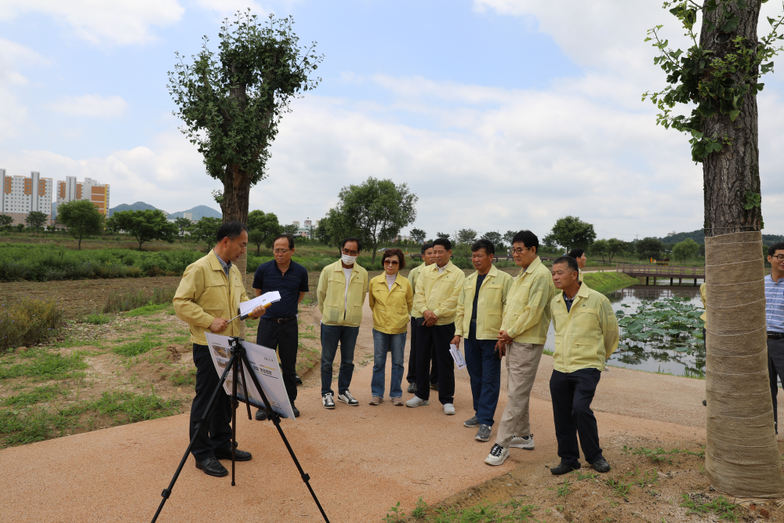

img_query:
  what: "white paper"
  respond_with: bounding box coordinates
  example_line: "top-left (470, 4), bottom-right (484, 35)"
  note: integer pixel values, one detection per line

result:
top-left (449, 343), bottom-right (465, 370)
top-left (240, 291), bottom-right (288, 316)
top-left (205, 334), bottom-right (295, 419)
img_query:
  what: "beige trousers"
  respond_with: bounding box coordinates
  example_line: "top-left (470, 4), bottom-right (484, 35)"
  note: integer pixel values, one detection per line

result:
top-left (495, 341), bottom-right (544, 449)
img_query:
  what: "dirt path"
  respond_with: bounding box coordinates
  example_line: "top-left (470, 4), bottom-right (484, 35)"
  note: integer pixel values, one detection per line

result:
top-left (0, 300), bottom-right (780, 523)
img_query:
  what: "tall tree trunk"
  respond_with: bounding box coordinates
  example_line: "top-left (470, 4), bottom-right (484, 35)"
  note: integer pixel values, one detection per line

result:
top-left (700, 0), bottom-right (784, 498)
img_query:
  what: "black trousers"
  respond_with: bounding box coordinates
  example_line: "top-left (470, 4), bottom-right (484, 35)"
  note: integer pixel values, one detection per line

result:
top-left (416, 318), bottom-right (455, 405)
top-left (768, 339), bottom-right (784, 434)
top-left (190, 343), bottom-right (231, 461)
top-left (406, 316), bottom-right (438, 383)
top-left (550, 369), bottom-right (603, 465)
top-left (256, 316), bottom-right (299, 403)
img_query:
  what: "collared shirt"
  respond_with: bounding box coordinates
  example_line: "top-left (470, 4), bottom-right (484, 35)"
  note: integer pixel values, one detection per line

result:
top-left (253, 260), bottom-right (308, 320)
top-left (414, 261), bottom-right (465, 326)
top-left (765, 275), bottom-right (784, 332)
top-left (501, 256), bottom-right (555, 345)
top-left (551, 285), bottom-right (620, 373)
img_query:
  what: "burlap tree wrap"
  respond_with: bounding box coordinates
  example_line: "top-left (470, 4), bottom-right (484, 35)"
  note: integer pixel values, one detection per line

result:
top-left (705, 232), bottom-right (784, 498)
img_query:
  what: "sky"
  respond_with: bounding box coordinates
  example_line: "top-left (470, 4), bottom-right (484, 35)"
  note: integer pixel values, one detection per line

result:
top-left (0, 0), bottom-right (784, 241)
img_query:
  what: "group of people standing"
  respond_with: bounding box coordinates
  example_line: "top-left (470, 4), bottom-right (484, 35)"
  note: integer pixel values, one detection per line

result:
top-left (174, 222), bottom-right (618, 476)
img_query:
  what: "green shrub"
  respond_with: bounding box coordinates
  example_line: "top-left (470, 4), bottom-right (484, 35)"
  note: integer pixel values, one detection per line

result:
top-left (0, 297), bottom-right (65, 353)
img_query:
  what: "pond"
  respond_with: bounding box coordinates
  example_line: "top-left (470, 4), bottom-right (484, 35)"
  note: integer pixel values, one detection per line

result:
top-left (545, 285), bottom-right (705, 376)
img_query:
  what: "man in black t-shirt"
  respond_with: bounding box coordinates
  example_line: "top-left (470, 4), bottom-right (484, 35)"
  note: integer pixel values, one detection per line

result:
top-left (253, 234), bottom-right (308, 420)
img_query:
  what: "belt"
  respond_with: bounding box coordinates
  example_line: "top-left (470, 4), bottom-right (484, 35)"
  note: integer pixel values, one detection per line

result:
top-left (262, 316), bottom-right (297, 323)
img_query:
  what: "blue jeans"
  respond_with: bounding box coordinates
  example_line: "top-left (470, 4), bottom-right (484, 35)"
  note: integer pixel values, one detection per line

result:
top-left (465, 336), bottom-right (501, 427)
top-left (321, 323), bottom-right (359, 396)
top-left (370, 329), bottom-right (406, 398)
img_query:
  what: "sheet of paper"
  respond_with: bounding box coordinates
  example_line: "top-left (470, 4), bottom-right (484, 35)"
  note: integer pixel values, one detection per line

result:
top-left (205, 332), bottom-right (294, 419)
top-left (449, 343), bottom-right (465, 370)
top-left (240, 291), bottom-right (280, 316)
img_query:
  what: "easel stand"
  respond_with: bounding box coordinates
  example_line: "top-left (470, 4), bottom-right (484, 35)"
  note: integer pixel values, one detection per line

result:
top-left (152, 336), bottom-right (329, 523)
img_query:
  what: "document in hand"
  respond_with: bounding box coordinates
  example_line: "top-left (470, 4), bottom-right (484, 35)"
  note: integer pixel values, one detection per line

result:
top-left (240, 291), bottom-right (280, 316)
top-left (449, 343), bottom-right (465, 370)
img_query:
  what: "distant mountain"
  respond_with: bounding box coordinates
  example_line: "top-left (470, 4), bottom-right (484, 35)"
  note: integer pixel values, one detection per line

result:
top-left (169, 205), bottom-right (223, 222)
top-left (109, 202), bottom-right (166, 216)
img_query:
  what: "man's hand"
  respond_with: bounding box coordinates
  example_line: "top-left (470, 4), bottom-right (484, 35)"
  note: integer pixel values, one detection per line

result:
top-left (210, 318), bottom-right (229, 334)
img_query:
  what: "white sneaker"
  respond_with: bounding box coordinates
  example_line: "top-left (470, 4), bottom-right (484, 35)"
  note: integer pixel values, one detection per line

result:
top-left (485, 443), bottom-right (509, 466)
top-left (406, 396), bottom-right (430, 409)
top-left (509, 434), bottom-right (534, 450)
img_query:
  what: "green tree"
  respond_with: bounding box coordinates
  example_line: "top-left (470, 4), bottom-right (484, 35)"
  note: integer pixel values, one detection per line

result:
top-left (330, 176), bottom-right (419, 263)
top-left (248, 210), bottom-right (283, 256)
top-left (672, 238), bottom-right (700, 264)
top-left (544, 216), bottom-right (596, 251)
top-left (635, 237), bottom-right (664, 260)
top-left (106, 209), bottom-right (177, 250)
top-left (174, 218), bottom-right (193, 238)
top-left (25, 211), bottom-right (49, 231)
top-left (57, 200), bottom-right (103, 250)
top-left (411, 229), bottom-right (427, 243)
top-left (190, 216), bottom-right (223, 250)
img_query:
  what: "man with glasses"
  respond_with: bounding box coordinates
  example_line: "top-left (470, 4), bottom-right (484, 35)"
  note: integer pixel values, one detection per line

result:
top-left (452, 239), bottom-right (512, 441)
top-left (485, 231), bottom-right (555, 465)
top-left (406, 238), bottom-right (465, 415)
top-left (253, 234), bottom-right (308, 420)
top-left (317, 237), bottom-right (368, 409)
top-left (765, 243), bottom-right (784, 434)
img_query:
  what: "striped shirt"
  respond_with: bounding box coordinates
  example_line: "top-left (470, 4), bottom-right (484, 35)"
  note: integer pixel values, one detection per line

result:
top-left (765, 276), bottom-right (784, 332)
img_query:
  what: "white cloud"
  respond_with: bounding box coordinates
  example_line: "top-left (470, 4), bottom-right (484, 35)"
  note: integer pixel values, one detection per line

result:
top-left (0, 0), bottom-right (185, 45)
top-left (49, 94), bottom-right (128, 118)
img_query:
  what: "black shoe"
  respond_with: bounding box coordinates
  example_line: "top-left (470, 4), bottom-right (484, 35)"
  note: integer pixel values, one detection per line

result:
top-left (215, 449), bottom-right (253, 461)
top-left (196, 456), bottom-right (229, 478)
top-left (591, 458), bottom-right (610, 473)
top-left (550, 461), bottom-right (580, 476)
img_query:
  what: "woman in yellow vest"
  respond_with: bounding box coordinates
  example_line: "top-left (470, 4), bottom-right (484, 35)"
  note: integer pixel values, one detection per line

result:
top-left (368, 249), bottom-right (414, 407)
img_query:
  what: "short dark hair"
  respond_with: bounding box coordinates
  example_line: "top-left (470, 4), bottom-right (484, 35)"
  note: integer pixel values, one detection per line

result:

★ ★ ★

• _What you will do_
Rewrite everything from the start of the entries down to the line containing "top-left (700, 0), bottom-right (784, 498)", inclusive, with "dirt path" changed to "gravel path" and nothing else altered. Leave the pictures out.

• _In response_
img_query:
  what: "white paper"
  respond_with: bounding box coordinates
  example_line: "top-left (470, 4), bottom-right (484, 35)"
  note: integer pixel values, one detection per line

result:
top-left (449, 343), bottom-right (465, 370)
top-left (240, 291), bottom-right (288, 316)
top-left (205, 334), bottom-right (295, 419)
img_query:
  what: "beige trousers"
  respond_with: bounding box coordinates
  example_line: "top-left (470, 4), bottom-right (484, 35)"
  note: integer pixel values, one detection per line

result:
top-left (495, 341), bottom-right (544, 449)
img_query:
  what: "gravel path"
  respond_with: bounding box coordinates
  example_line: "top-left (470, 4), bottom-right (484, 35)"
  note: integer pixel values, one detection per line

result:
top-left (0, 300), bottom-right (780, 523)
img_query:
  what: "tall tree trunk"
  respond_with: bounding box coordinates
  example_line: "top-left (470, 4), bottom-right (484, 35)"
  note: integer pixel values, one detection per line

result:
top-left (700, 0), bottom-right (784, 498)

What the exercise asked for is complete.